READING PASSAGE:

########################################

JavaSpaces is bound to the Java programming language, something that contributed to its commercial failure. Another factor was that around year 2000 few if any enterprises were interested in parallel/distributed computing, nor were the enterprise software suppliers such as Microsoft, Oracle, SAP, and IBM.

The evolution of the Internet has changed this. The HTTP (Hypertext Transfer Protocol) provides an interface quite similar to the one associated with tuple spaces, though with some exceptions:

GET: requests the target resource state to be transferred
PUT: incurs changes to the target resource state
DELETE: requests a deletion of the target resource state

The main difference is that HTTP is a pure transport protocol between a client and a server, where the client can request access to an addressable resource. A tuple space implements behavior on the server side, behavior that could be made accessible on the Internet using HTTP.

Roy Fielding’s doctoral dissertation architectural styles and design of network-based software architectures defines the REST (Representative State Transfer) architectural style that is used by most Web APIs today.

########################################

GIVEN REQUEST:
Carry on the passage about JavaSpaces, tuple spaces, and HTTP, starting right after its final sentence.

Records of labeled points
########################################

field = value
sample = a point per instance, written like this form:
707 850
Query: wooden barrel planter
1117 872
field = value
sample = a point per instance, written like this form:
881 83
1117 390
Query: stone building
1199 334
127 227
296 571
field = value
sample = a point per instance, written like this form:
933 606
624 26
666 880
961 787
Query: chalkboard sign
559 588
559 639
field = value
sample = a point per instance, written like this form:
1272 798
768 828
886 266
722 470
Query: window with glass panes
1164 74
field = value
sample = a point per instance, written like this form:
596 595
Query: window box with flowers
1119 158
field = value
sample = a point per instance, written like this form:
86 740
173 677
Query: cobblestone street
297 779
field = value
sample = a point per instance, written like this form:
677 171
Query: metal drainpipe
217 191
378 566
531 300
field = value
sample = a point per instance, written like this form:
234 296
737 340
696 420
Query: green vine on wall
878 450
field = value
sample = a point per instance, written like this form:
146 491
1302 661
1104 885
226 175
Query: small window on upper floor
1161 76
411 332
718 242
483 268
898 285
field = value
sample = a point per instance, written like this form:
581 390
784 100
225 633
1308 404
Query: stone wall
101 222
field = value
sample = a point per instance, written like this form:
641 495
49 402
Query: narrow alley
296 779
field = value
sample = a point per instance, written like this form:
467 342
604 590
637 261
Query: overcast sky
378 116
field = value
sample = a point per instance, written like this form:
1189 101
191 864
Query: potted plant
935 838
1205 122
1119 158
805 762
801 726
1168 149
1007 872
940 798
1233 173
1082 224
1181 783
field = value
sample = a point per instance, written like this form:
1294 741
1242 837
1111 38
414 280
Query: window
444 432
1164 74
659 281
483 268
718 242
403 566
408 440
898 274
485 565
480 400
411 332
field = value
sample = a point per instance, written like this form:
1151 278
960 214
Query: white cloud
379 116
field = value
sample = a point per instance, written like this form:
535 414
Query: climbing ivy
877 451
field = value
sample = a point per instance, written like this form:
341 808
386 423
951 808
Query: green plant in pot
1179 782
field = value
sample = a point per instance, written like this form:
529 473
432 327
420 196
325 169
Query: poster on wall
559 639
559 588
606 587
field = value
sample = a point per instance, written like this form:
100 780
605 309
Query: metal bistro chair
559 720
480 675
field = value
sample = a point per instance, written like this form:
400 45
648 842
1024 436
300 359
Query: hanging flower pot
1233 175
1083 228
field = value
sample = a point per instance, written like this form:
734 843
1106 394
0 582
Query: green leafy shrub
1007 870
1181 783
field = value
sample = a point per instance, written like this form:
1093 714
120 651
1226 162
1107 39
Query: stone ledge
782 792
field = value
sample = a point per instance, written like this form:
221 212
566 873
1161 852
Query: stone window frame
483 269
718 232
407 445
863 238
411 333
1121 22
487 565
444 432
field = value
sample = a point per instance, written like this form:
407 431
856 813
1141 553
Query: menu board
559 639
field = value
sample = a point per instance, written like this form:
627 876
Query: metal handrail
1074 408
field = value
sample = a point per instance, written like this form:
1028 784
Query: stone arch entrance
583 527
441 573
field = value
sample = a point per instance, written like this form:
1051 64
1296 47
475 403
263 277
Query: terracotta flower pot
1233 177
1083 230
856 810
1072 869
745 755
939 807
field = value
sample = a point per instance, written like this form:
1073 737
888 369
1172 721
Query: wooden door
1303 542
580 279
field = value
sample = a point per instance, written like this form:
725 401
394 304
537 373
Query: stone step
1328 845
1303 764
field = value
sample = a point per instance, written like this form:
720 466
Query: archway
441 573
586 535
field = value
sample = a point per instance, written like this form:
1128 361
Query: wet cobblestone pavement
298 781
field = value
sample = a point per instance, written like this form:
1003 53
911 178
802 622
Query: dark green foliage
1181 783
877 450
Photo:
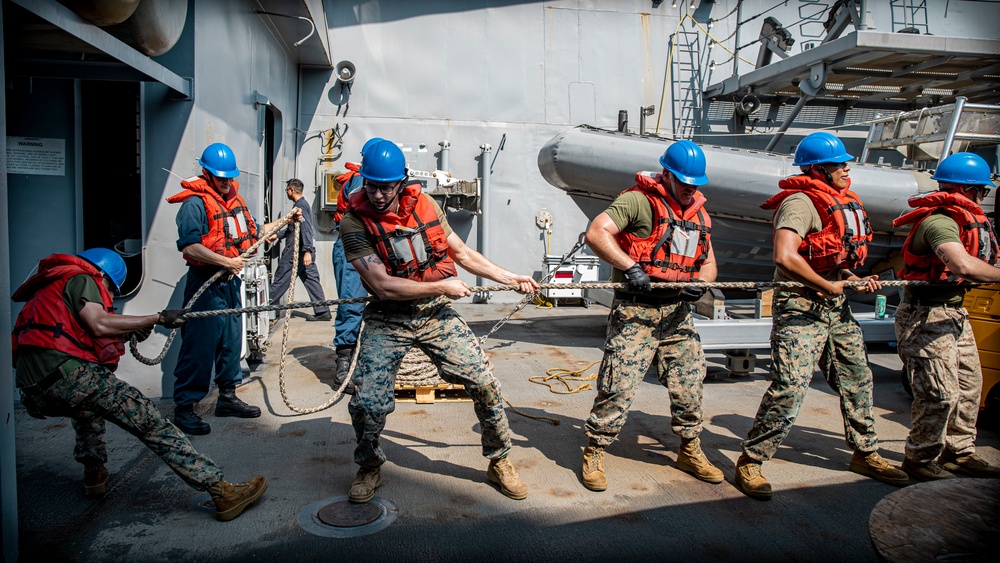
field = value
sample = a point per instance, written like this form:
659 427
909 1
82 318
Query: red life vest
231 229
46 321
410 242
974 230
680 240
350 182
843 240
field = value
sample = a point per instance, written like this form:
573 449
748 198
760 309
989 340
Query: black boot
231 405
344 356
188 422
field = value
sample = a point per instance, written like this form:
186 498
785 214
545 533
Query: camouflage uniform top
932 232
34 363
633 213
798 213
355 238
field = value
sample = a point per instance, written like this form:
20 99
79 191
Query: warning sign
35 155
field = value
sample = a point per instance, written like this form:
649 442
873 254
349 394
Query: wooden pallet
441 393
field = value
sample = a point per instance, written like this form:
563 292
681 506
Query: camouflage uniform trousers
390 330
92 394
638 334
940 352
807 331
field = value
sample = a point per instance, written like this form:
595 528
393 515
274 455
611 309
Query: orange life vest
46 321
680 240
410 242
846 233
231 229
350 182
974 230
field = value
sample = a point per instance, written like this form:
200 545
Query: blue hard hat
219 160
964 168
686 161
370 143
109 262
819 148
383 162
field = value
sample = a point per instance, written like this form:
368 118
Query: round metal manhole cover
347 514
337 517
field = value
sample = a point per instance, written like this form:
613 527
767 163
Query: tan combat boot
930 471
593 468
690 459
95 479
364 485
503 473
231 499
872 465
969 464
750 478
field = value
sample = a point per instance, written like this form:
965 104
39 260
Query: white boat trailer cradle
924 137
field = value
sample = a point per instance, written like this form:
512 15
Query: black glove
140 335
690 293
171 318
637 280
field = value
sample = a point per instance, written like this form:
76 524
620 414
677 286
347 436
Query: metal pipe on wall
444 157
484 198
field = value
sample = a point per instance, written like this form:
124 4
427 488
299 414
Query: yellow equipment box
983 304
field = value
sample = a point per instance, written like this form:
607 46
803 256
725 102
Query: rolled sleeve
192 223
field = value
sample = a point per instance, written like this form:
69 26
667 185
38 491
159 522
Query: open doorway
111 186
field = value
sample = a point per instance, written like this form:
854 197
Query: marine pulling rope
562 375
134 343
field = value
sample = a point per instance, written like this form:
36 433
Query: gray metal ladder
686 82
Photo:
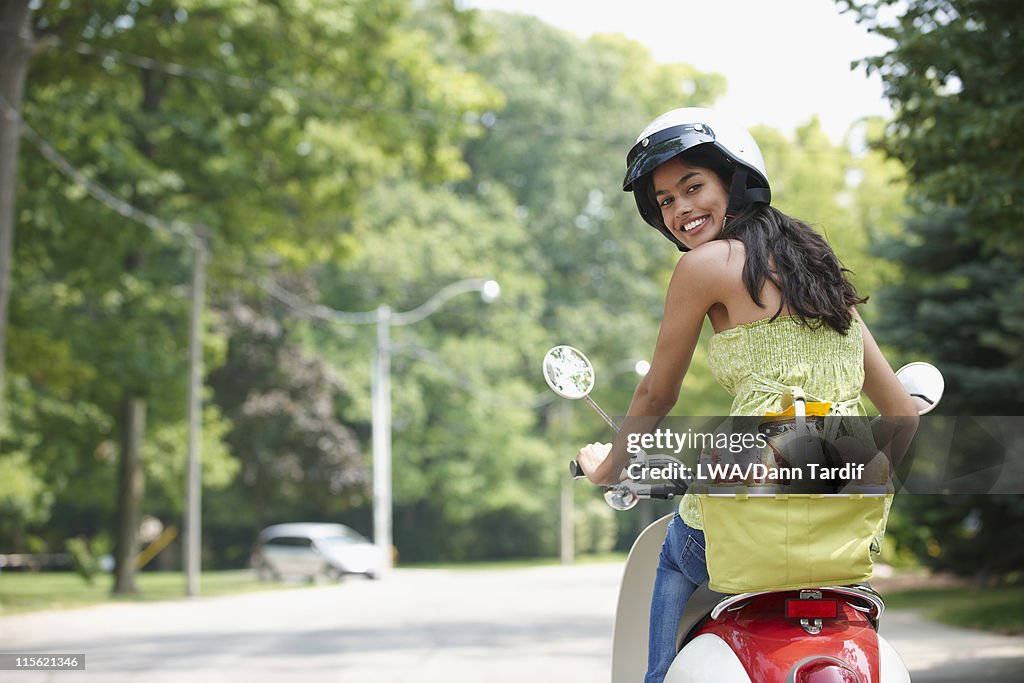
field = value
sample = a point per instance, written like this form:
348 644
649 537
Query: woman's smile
692 199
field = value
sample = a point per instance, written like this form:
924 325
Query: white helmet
680 130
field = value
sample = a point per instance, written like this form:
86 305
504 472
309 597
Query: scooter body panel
893 669
769 645
629 647
707 657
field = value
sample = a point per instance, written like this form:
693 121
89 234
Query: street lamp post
381 397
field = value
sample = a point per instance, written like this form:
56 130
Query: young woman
777 298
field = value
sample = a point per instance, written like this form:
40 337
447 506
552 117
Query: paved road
525 626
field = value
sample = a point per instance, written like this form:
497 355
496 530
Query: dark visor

########################################

FINAL ANSWER:
REST provides an abstraction of how hypermedia resources (data, metadata, links, and executables) can be moved back and forth between where they’re stored and used. Most REST implementations use the HTTP protocol for transport but are not bound by it. REST should not be confused with Remote Procedure Calls (RPC) that can also be implemented using HTTP. Distinguishing RESTful from RPC can be difficult; the crux is that REST is bound to access of hypermedia resources.

The JavaSpace API is a RESTful RPC API as its operations are about moving Entry objects between a space and its clients, as shown in figure 3. The implication is that RESTful systems and space-based systems are architecturally close and may be closer than first thought when we explore what a data platform can do.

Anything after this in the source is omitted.